Records from a point labeling set:
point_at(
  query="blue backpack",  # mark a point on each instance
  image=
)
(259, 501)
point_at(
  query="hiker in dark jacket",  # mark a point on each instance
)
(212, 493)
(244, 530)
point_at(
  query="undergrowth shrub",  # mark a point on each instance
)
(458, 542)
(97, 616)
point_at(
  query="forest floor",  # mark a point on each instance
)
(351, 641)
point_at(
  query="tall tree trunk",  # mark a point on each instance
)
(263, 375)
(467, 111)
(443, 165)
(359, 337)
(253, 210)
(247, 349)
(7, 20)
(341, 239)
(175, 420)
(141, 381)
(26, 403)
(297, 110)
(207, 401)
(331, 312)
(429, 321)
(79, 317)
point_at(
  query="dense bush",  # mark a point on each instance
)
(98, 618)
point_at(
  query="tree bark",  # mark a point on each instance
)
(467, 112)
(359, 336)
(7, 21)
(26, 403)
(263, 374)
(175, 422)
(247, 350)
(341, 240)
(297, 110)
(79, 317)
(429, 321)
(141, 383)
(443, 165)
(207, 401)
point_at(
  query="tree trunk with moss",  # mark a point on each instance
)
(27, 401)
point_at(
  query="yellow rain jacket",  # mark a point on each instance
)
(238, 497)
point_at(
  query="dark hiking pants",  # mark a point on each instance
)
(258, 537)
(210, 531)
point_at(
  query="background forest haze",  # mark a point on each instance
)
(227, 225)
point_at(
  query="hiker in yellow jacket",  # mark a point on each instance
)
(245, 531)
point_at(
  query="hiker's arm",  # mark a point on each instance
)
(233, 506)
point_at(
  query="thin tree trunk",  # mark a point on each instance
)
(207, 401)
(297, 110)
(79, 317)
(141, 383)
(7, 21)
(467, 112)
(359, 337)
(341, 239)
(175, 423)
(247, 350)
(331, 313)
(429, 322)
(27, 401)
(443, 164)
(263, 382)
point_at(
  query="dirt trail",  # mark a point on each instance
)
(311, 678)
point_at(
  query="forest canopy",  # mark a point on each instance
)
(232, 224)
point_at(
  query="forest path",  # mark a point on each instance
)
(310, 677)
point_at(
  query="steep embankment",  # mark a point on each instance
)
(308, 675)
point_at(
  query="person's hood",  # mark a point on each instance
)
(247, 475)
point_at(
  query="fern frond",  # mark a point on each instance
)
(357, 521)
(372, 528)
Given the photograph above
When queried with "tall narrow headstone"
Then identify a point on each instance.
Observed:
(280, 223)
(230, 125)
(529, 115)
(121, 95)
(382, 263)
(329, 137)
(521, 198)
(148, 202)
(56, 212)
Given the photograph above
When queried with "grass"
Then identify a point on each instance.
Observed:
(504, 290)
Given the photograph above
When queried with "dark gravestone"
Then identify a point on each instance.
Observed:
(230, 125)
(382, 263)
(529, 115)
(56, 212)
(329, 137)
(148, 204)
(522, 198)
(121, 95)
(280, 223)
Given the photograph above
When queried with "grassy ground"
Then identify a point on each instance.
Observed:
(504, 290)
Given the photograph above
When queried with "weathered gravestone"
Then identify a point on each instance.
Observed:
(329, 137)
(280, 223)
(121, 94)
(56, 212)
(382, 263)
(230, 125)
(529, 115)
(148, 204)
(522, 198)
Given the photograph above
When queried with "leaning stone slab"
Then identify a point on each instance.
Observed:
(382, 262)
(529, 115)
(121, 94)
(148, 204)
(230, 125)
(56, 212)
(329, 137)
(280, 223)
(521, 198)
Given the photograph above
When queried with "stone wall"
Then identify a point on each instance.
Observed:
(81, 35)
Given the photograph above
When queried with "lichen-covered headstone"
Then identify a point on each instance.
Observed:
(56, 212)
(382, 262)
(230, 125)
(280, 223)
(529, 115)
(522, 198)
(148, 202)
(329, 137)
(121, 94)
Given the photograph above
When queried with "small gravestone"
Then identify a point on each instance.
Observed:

> _Instruction_:
Retype all of the material above with every character intact.

> _The solution_:
point_at(
  query="blue backpack",  # mark a point on each instance
  image=
)
(259, 501)
point_at(
  query="hiker in dark jacket",  # mark a point on each instance
)
(212, 493)
(244, 530)
point_at(
  query="undergrowth shrub",  # mark a point on each instance
)
(458, 542)
(97, 616)
point_at(
  query="forest floor",  # mark a point on each instance
)
(351, 641)
point_at(
  query="tall tree trunk",  # mark a point on each instance
)
(263, 375)
(467, 111)
(443, 165)
(359, 337)
(253, 210)
(247, 349)
(7, 20)
(341, 239)
(175, 420)
(141, 381)
(26, 403)
(297, 110)
(207, 401)
(331, 312)
(429, 321)
(79, 317)
point_at(
  query="dense bush",  # mark a point on each instance
)
(98, 618)
point_at(
  query="tree bark",  # mark a point on each instance
)
(467, 112)
(359, 336)
(7, 21)
(26, 403)
(263, 374)
(175, 422)
(247, 350)
(341, 240)
(297, 110)
(79, 317)
(429, 321)
(141, 383)
(443, 165)
(207, 401)
point_at(
  query="tree trunk with moss",  # mark a point on each instance
)
(27, 401)
point_at(
  query="yellow rain jacket",  # mark a point on each instance
)
(238, 497)
point_at(
  query="dark hiking pants",  # mark a point on each instance
)
(258, 537)
(210, 531)
point_at(
  query="background forest haze",  # mark a point on each instance
)
(227, 225)
point_at(
  query="hiker in yellow jacket",  # mark a point on each instance
)
(245, 531)
point_at(
  query="hiker's arm",  # mark a point on each instance
)
(233, 506)
point_at(
  query="thin tree trunk",  # mark a point on each instance
)
(207, 401)
(297, 110)
(79, 317)
(141, 383)
(7, 21)
(467, 112)
(359, 337)
(341, 239)
(175, 423)
(247, 350)
(331, 313)
(429, 322)
(27, 401)
(443, 164)
(263, 382)
point_at(
  query="dirt trail",  # mark a point on each instance
)
(311, 678)
point_at(
  query="forest canopy",  # mark a point on each instance
)
(232, 224)
point_at(
  query="forest path",  # mark a point on each instance
)
(310, 677)
point_at(
  query="steep embankment",  # mark a point on each instance
)
(308, 675)
point_at(
  query="person's hood",  # mark a point on each instance
)
(247, 475)
point_at(
  query="fern frond",  # mark a point on each instance
)
(357, 521)
(372, 528)
Given the photograph above
When queried with "tall narrow headstone"
Then identify a point on each instance.
Observed:
(280, 223)
(230, 125)
(529, 115)
(121, 95)
(382, 263)
(329, 137)
(521, 198)
(148, 202)
(56, 212)
Given the photograph above
When queried with "grass"
Then identify a point on each instance.
Observed:
(504, 290)
Given the photograph above
When queried with "dark gravestone"
Then identify a point on each instance.
Observed:
(230, 125)
(382, 263)
(529, 115)
(56, 212)
(329, 137)
(148, 204)
(522, 198)
(121, 95)
(280, 223)
Given the photograph above
When queried with "grassy ground"
Then identify a point on each instance.
Observed:
(504, 290)
Given the photograph above
When queried with "weathered gravestone"
Then identify a point on each instance.
Observed:
(329, 137)
(280, 223)
(121, 94)
(56, 212)
(382, 263)
(230, 125)
(529, 115)
(148, 204)
(522, 198)
Given the photograph above
When queried with "leaning stone slab"
Then identify a point on each instance.
Observed:
(382, 262)
(529, 115)
(121, 94)
(148, 204)
(230, 125)
(56, 212)
(329, 137)
(280, 223)
(521, 198)
Given the photograph above
When queried with "stone wall"
Then identify a point on each instance.
Observed:
(81, 35)
Given the photograph above
When queried with "lichen-covered headstone"
Then identify a point on each instance.
Observed:
(56, 212)
(382, 262)
(230, 125)
(280, 223)
(529, 115)
(522, 198)
(148, 202)
(329, 137)
(121, 94)
Given the photograph above
When queried with "small gravestone"
Then identify a point on each instance.
Observed:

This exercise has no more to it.